- _AIM_
Return every record below exactly as written, omitting any pictures.

━━━━━━━━━━

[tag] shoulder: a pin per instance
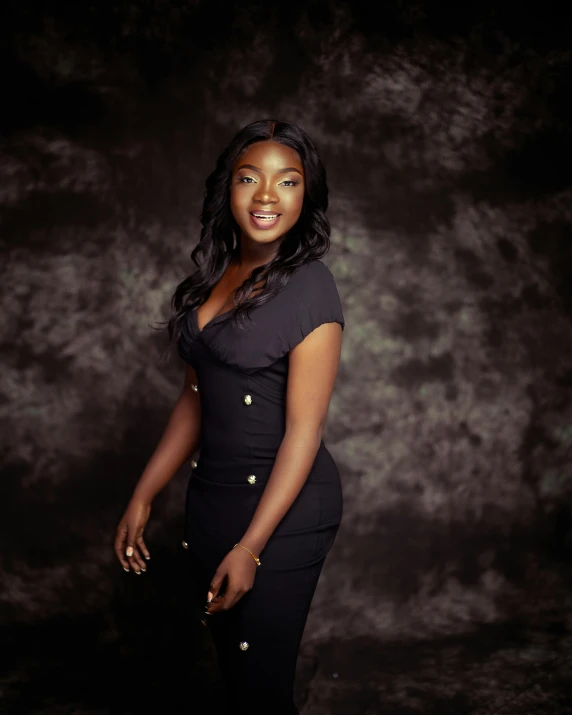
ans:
(314, 278)
(317, 298)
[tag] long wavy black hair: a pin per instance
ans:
(306, 241)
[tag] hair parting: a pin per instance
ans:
(307, 240)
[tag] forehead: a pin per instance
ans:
(269, 156)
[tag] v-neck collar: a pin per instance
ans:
(212, 321)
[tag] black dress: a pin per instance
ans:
(242, 375)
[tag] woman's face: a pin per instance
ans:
(267, 180)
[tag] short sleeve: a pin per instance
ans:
(317, 302)
(309, 299)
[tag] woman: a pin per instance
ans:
(259, 325)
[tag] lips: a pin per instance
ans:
(270, 219)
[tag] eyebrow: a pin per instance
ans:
(280, 171)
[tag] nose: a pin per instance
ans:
(265, 194)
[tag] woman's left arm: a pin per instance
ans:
(312, 370)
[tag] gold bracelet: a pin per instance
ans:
(250, 552)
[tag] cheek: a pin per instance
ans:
(295, 204)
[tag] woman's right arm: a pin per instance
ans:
(180, 439)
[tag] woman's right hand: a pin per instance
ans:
(130, 548)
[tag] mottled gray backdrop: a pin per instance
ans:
(446, 135)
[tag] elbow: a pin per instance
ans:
(304, 430)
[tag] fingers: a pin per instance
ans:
(143, 548)
(224, 603)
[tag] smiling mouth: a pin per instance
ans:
(263, 216)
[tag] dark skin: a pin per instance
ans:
(258, 181)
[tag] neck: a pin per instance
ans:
(250, 254)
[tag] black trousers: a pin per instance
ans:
(270, 619)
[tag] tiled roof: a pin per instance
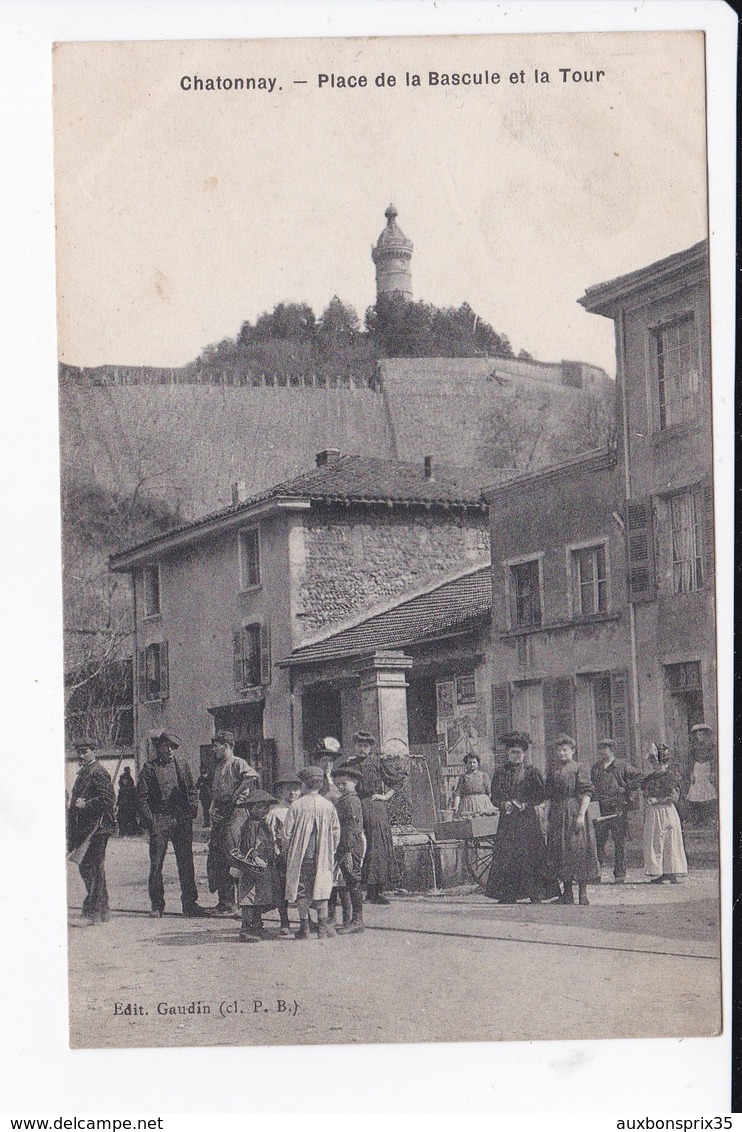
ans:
(351, 479)
(453, 605)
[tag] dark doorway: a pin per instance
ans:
(322, 714)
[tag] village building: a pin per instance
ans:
(219, 600)
(665, 457)
(603, 588)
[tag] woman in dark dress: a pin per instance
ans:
(376, 787)
(519, 862)
(570, 839)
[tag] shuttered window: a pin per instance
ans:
(611, 710)
(559, 711)
(153, 672)
(502, 718)
(252, 651)
(640, 549)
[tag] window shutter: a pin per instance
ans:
(237, 645)
(620, 713)
(265, 653)
(640, 549)
(709, 550)
(559, 711)
(142, 675)
(502, 717)
(164, 671)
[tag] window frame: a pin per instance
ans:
(510, 565)
(659, 404)
(163, 685)
(698, 528)
(151, 615)
(246, 586)
(572, 573)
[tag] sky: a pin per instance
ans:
(182, 213)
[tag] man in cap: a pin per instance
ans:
(90, 819)
(375, 788)
(702, 792)
(168, 805)
(312, 833)
(615, 782)
(231, 783)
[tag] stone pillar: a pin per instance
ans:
(383, 695)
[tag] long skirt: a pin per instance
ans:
(475, 804)
(380, 867)
(664, 850)
(571, 854)
(519, 859)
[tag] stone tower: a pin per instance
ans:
(392, 257)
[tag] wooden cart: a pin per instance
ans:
(478, 835)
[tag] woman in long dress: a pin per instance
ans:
(663, 843)
(519, 858)
(471, 795)
(571, 852)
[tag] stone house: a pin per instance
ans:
(603, 591)
(220, 600)
(665, 454)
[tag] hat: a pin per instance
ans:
(517, 739)
(259, 796)
(346, 771)
(287, 780)
(312, 774)
(162, 736)
(364, 737)
(327, 746)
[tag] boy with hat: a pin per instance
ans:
(168, 804)
(312, 832)
(231, 783)
(615, 782)
(252, 864)
(350, 849)
(90, 824)
(288, 789)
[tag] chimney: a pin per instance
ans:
(327, 456)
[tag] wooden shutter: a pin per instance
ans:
(502, 717)
(164, 671)
(559, 711)
(620, 713)
(142, 675)
(265, 653)
(640, 549)
(709, 550)
(237, 651)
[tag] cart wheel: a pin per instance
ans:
(479, 855)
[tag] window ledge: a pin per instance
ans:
(553, 626)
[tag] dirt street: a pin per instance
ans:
(642, 961)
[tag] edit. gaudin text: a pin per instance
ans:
(250, 83)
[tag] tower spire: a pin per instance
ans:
(392, 256)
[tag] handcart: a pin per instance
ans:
(477, 833)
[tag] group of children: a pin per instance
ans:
(301, 848)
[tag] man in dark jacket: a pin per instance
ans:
(615, 781)
(90, 819)
(168, 804)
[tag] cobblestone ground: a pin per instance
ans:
(641, 961)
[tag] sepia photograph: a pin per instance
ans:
(387, 516)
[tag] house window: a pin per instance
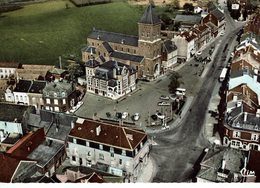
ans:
(254, 137)
(101, 156)
(236, 134)
(56, 101)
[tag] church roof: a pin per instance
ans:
(149, 16)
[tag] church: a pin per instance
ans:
(143, 53)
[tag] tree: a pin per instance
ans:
(188, 7)
(75, 70)
(175, 4)
(175, 82)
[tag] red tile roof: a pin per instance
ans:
(112, 135)
(27, 144)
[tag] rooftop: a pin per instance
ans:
(27, 143)
(10, 65)
(10, 165)
(212, 162)
(218, 14)
(188, 19)
(112, 135)
(126, 56)
(45, 152)
(114, 37)
(149, 16)
(13, 112)
(58, 88)
(169, 46)
(30, 86)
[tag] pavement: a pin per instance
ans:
(148, 172)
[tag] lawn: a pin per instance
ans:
(39, 33)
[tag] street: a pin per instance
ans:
(178, 149)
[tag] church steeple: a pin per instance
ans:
(149, 16)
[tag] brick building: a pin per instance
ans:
(142, 52)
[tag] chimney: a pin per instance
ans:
(114, 72)
(223, 164)
(258, 113)
(245, 116)
(245, 162)
(72, 124)
(98, 130)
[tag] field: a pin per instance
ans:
(39, 33)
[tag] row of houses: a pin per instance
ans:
(34, 146)
(238, 159)
(41, 86)
(196, 31)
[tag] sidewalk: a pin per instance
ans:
(177, 122)
(148, 172)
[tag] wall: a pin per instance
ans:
(11, 127)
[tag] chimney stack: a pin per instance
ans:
(245, 116)
(223, 164)
(98, 130)
(72, 124)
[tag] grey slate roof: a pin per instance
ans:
(105, 71)
(107, 47)
(10, 112)
(211, 163)
(44, 153)
(23, 86)
(218, 14)
(149, 16)
(30, 86)
(89, 49)
(58, 87)
(114, 37)
(169, 46)
(126, 56)
(188, 19)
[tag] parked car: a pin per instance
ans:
(163, 103)
(80, 103)
(154, 117)
(124, 115)
(164, 97)
(136, 116)
(159, 115)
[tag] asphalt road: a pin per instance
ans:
(178, 149)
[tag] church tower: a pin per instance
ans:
(149, 42)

━━━━━━━━━━

- _ANSWER FOR THIS EXERCISE_
[tag] shoulder: a pin per instance
ans:
(314, 278)
(317, 298)
[tag] long wavy black hair: a pin per instance
ans:
(306, 241)
[tag] hair parting: a pin per instance
ans:
(307, 240)
[tag] forehead: a pin per instance
ans:
(269, 156)
[tag] v-neck collar: a pin per instance
ans:
(212, 321)
[tag] black dress: a pin per instance
ans:
(242, 375)
[tag] woman's face: a pin per instance
ans:
(267, 180)
[tag] short sleeve: a pin per instance
ans:
(317, 302)
(309, 299)
[tag] woman: a pin per instance
ans:
(259, 325)
[tag] lips: a pin per instance
ans:
(270, 219)
[tag] eyebrow: a pin per instance
ans:
(280, 171)
[tag] nose: a pin per instance
ans:
(265, 194)
[tag] woman's left arm: a pin per instance
ans:
(312, 370)
[tag] gold bracelet: a pin per instance
ans:
(250, 552)
[tag] cheek: a pin per instance
ans:
(295, 204)
[tag] woman's right arm: a pin per instance
ans:
(180, 439)
[tag] woman's right hand: a pin per instance
ans:
(130, 548)
[tag] mottled gray backdrop: a pin per instance
ans:
(446, 135)
[tag] elbow: a pin per instance
ans:
(304, 430)
[tag] fingers: a pin per instance
ans:
(143, 548)
(224, 603)
[tag] smiling mouth: a pin per instance
ans:
(263, 216)
[tag] dark skin: a pin per instance
ans:
(258, 181)
[tag] neck: a pin per instance
ans:
(250, 254)
[tag] black trousers: a pin per instance
ans:
(270, 619)
[tag] tiled roof: a pin per instance
ans:
(351, 479)
(453, 605)
[tag] dark doorway: a pin per instance
ans:
(322, 714)
[tag] village building: a pin per instance
ans:
(219, 600)
(665, 457)
(603, 588)
[tag] woman in dark dress: a pin per instance
ans:
(376, 787)
(519, 862)
(570, 839)
[tag] shuttered window: a pin per instance
ans:
(611, 710)
(559, 711)
(153, 672)
(502, 718)
(252, 651)
(640, 549)
[tag] window shutter: a pin per instance
ans:
(237, 645)
(620, 713)
(265, 653)
(640, 549)
(709, 550)
(559, 711)
(142, 675)
(502, 717)
(164, 671)
[tag] window frame: a pin per instance
ans:
(510, 565)
(659, 404)
(163, 685)
(698, 528)
(151, 615)
(246, 586)
(572, 573)
[tag] sky: a pin per instance
ans:
(182, 213)
[tag] man in cap: a pin per instance
ans:
(90, 819)
(375, 788)
(702, 792)
(168, 805)
(312, 833)
(615, 782)
(231, 783)
[tag] stone pillar: a pin per instance
ans:
(383, 695)
[tag] long skirt: a pin per instance
ans:
(475, 804)
(380, 867)
(664, 850)
(571, 854)
(519, 859)
[tag] stone tower: a pin per instance
ans:
(392, 257)
[tag] wooden cart: a pin per instance
ans:
(478, 835)
[tag] woman in long dress: a pin per instance
ans:
(663, 843)
(519, 858)
(471, 795)
(571, 852)
[tag] stone house: a pin per instance
ans:
(603, 591)
(220, 600)
(665, 454)
[tag] hat: a pin per instance
ans:
(517, 739)
(259, 796)
(346, 771)
(287, 780)
(312, 774)
(162, 736)
(364, 737)
(327, 746)
[tag] boy with hat: a pin per instance
ans:
(168, 804)
(312, 832)
(231, 783)
(615, 782)
(252, 864)
(350, 849)
(90, 824)
(288, 789)
[tag] chimney: a pin per instance
ans:
(327, 456)
[tag] wooden shutter: a pin per instance
ans:
(502, 717)
(164, 671)
(559, 711)
(620, 713)
(142, 675)
(265, 653)
(640, 549)
(709, 550)
(237, 651)
[tag] cart wheel: a pin per instance
ans:
(479, 855)
[tag] window ledge: a pin per instance
ans:
(553, 626)
[tag] dirt street: a pin per instance
ans:
(642, 961)
[tag] edit. gaudin text: a pin per instance
ans:
(250, 83)
[tag] tower spire: a pin per instance
ans:
(392, 256)
[tag] handcart: a pin per instance
ans:
(477, 833)
[tag] group of children: a pin per instance
ans:
(301, 848)
[tag] man in dark jacket: a pin per instance
ans:
(615, 781)
(90, 819)
(168, 804)
[tag] cobblestone ground: a pin per instance
ans:
(641, 961)
[tag] sepia photograph: a pin per instance
ans:
(387, 516)
[tag] house window: a pin per instance
ans:
(254, 137)
(101, 156)
(236, 134)
(56, 101)
[tag] church roof: a pin per instance
ans:
(149, 16)
[tag] church: a pin per instance
ans:
(143, 53)
[tag] tree: a pin per instance
ans:
(188, 7)
(75, 70)
(175, 4)
(175, 82)
[tag] red tile roof: a pin per instance
ans:
(112, 135)
(27, 144)
[tag] rooftop: a pin per instance
ans:
(27, 143)
(10, 65)
(10, 165)
(212, 162)
(218, 14)
(188, 19)
(112, 135)
(126, 56)
(45, 152)
(114, 37)
(149, 16)
(13, 112)
(58, 88)
(169, 46)
(30, 86)
[tag] pavement: a pin per instance
ans:
(148, 172)
[tag] lawn: a pin per instance
ans:
(39, 33)
[tag] street: a pin per instance
ans:
(178, 149)
[tag] church steeple: a pin per instance
ans:
(149, 16)
[tag] brick building: a pin per instance
ans:
(142, 52)
[tag] chimney: a pin per instance
ans:
(114, 72)
(223, 164)
(258, 113)
(245, 116)
(245, 162)
(72, 124)
(98, 130)
[tag] field: a pin per instance
ans:
(39, 33)
[tag] row of houses: a pin per instance
ans:
(34, 146)
(238, 159)
(41, 86)
(196, 31)
[tag] sidewalk: a pin per instance
ans:
(177, 122)
(148, 172)
[tag] wall: a pin per instance
ans:
(11, 127)
[tag] chimney stack: a pin per instance
ans:
(245, 116)
(223, 164)
(98, 130)
(72, 124)
[tag] grey slate roof: a pin per instance
ans:
(105, 71)
(107, 47)
(10, 112)
(211, 163)
(44, 153)
(23, 86)
(218, 14)
(149, 16)
(30, 86)
(89, 49)
(58, 87)
(114, 37)
(169, 46)
(126, 56)
(188, 19)
[tag] parked car: a pin per instance
ans:
(163, 103)
(80, 103)
(154, 117)
(124, 115)
(164, 97)
(136, 116)
(159, 115)
[tag] asphalt road: a pin per instance
ans:
(178, 149)
[tag] church tower: a pin per instance
ans:
(149, 42)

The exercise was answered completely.